[名前付き物体を指し示すエントリ]

____

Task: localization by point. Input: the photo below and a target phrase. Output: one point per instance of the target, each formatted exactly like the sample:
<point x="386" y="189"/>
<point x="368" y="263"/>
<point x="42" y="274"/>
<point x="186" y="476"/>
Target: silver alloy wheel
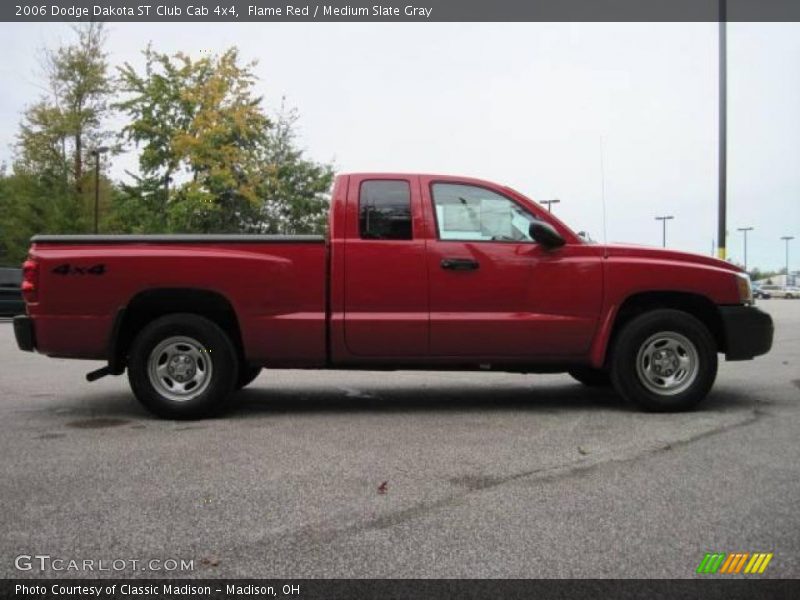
<point x="179" y="368"/>
<point x="667" y="363"/>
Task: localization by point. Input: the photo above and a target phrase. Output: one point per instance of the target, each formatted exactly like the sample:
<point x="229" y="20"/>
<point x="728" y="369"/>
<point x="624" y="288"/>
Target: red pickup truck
<point x="417" y="272"/>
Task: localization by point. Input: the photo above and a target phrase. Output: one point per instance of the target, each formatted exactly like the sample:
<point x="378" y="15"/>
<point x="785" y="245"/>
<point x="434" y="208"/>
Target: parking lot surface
<point x="407" y="474"/>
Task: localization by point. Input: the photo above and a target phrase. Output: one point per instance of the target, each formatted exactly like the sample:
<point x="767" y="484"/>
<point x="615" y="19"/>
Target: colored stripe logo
<point x="734" y="563"/>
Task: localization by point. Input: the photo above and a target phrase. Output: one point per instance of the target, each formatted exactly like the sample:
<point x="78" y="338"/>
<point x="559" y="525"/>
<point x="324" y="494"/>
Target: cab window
<point x="384" y="210"/>
<point x="472" y="213"/>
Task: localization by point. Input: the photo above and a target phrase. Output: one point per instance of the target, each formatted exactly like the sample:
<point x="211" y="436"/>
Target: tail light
<point x="30" y="280"/>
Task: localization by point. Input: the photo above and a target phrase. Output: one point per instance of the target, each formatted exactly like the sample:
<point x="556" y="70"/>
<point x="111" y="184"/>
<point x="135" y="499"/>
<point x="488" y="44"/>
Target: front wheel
<point x="182" y="366"/>
<point x="664" y="360"/>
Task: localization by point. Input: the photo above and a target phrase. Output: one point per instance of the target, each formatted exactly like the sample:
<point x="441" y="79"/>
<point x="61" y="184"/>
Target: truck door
<point x="386" y="279"/>
<point x="494" y="292"/>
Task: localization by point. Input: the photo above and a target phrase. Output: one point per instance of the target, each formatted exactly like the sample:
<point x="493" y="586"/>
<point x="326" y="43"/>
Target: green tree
<point x="60" y="130"/>
<point x="201" y="123"/>
<point x="46" y="190"/>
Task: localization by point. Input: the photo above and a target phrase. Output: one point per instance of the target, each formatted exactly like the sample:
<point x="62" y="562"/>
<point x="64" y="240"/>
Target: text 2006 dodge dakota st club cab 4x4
<point x="418" y="272"/>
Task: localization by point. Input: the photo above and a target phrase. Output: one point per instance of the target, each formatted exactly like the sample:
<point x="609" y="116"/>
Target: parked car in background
<point x="760" y="293"/>
<point x="11" y="302"/>
<point x="791" y="291"/>
<point x="781" y="291"/>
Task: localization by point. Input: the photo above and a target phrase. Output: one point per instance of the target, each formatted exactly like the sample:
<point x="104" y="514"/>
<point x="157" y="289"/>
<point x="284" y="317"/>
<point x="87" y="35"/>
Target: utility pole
<point x="96" y="153"/>
<point x="664" y="220"/>
<point x="744" y="230"/>
<point x="787" y="239"/>
<point x="549" y="202"/>
<point x="723" y="130"/>
<point x="167" y="180"/>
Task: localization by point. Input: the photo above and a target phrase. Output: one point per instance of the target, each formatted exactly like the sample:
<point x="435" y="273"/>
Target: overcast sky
<point x="520" y="104"/>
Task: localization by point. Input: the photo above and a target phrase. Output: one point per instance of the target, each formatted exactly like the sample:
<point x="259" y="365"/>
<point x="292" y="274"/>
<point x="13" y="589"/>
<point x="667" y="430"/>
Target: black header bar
<point x="396" y="11"/>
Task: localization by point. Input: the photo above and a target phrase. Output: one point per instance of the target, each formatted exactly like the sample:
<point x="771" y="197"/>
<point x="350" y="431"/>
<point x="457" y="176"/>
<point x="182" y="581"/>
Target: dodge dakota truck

____

◆ **課題**:
上のエントリから、語「dodge」を含む行をすべて抜き出してください。

◆ **出力結果**:
Target: text 2006 dodge dakota st club cab 4x4
Target: dodge dakota truck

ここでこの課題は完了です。